EXERCISE DIRECTIONS:
Name each kind of voice trigger that the uSpeak forum post below says the system supports.

[START OF SELECTED EXTRACT]

Search Unity

uSpeak Voice Chat - work in progress

Discussion in 'Works In Progress - Archive' started by PhobicGunner, Jul 25, 2012.

  1. PhobicGunner

    PhobicGunner

    Joined:
    Jun 28, 2011
    Posts:
    1,813
    $uSpeakBanner_small.png
    Today I'm proud to introduce an upcoming voice chat system for Unity - uSpeak.
    uSpeak will enable your game with efficient low-bandwidth communication, instantly.

    NOTE: THE FEATURE SET AND DEMO VIDEOS BELOW ARE OUTDATED.
    SINCE THE BETA, USPEAK HAS UNDERGONE MASSIVE IMPROVEMENTS
    PLEASE REFER TO THE OFFICIAL RELEASE THREAD:
    http://forum.unity3d.com/threads/15...hat-Voice-Chat-For-All-Your-Multiplayer-Games


    Features

    • Uses a combination of the Speex codec and Deflate compression, for minimal bandwidth usage
    • Plugs into any network backend - if you can serialize bytes and ints, you're good to go!
    • Supports four kinds of voice trigger - push to talk, toggle talk, volume activated, and always on.
    • Spatial audio support - simply tick a checkbox and your players' voices will pan in realtime 3D
    • Supports all major publishing platforms - browser, standalone, and mobile, and all licenses - Indie, Pro, and Mobile!
    • Runtime microphone detection - no need to restart the game
    I plan on releasing this package in the asset store soon for the low price of $30

    The beta period is now over. Beta testers can keep and use their downloads free of charge, and exactly one week from today I will release uSpeak on the asset store.

[END OF SELECTED EXTRACT]
[START OF DATA]

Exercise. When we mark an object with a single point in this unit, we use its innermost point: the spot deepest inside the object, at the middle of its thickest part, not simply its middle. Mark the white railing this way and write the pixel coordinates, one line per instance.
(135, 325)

[END OF DATA]

OUTPUT:
Push to talk, toggle talk, volume activated, and always on.